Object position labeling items
-------

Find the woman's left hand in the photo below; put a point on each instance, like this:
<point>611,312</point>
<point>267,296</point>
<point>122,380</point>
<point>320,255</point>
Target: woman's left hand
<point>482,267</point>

-------

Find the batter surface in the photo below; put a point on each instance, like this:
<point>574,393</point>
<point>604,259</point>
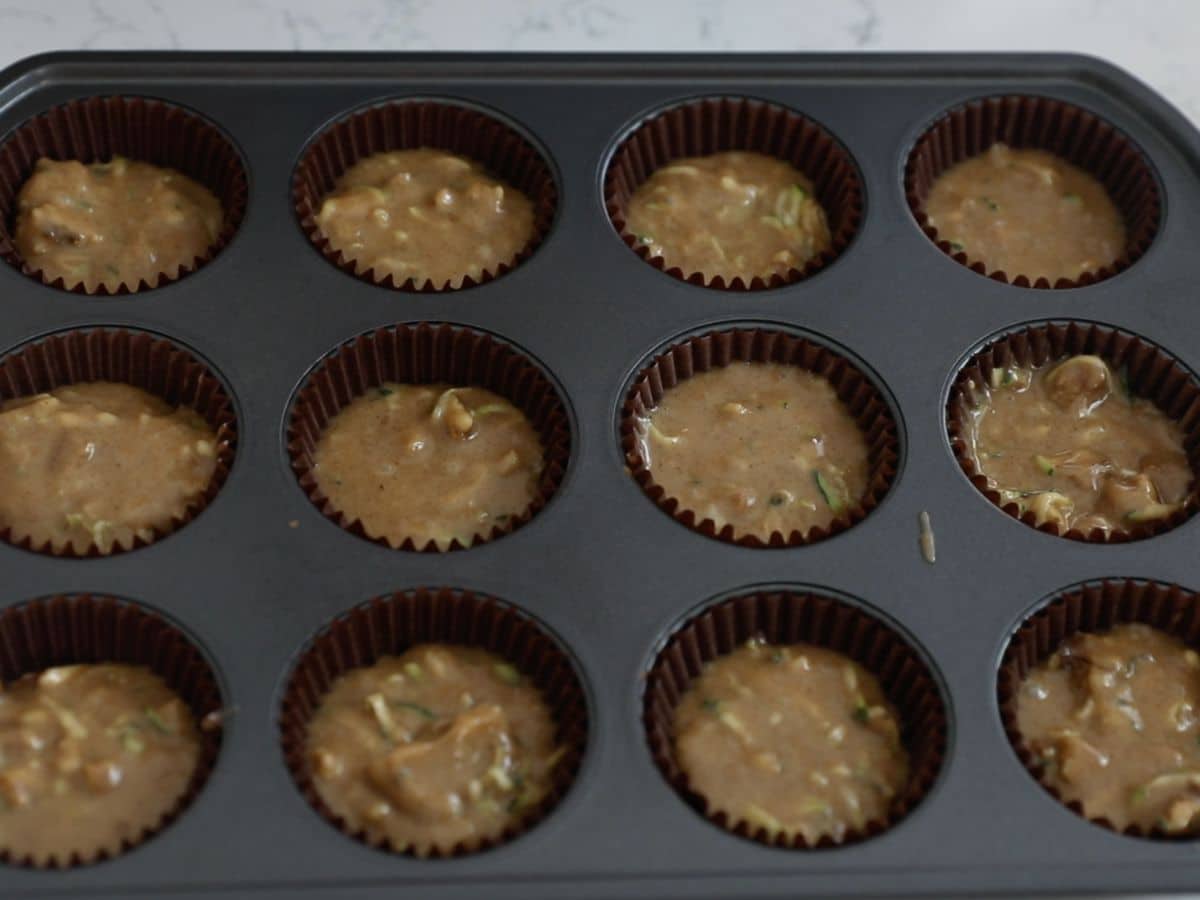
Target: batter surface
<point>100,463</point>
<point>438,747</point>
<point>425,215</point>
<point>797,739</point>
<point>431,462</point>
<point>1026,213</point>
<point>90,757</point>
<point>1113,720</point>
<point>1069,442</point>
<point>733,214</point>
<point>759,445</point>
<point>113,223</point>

-------

Copy the lines running from the line with "Find the woman's" to the line with "<point>482,267</point>", both included, without changing anything.

Find the woman's left hand in the photo below; put a point on each instance, like this:
<point>611,312</point>
<point>267,296</point>
<point>122,380</point>
<point>320,255</point>
Target: woman's left hand
<point>482,267</point>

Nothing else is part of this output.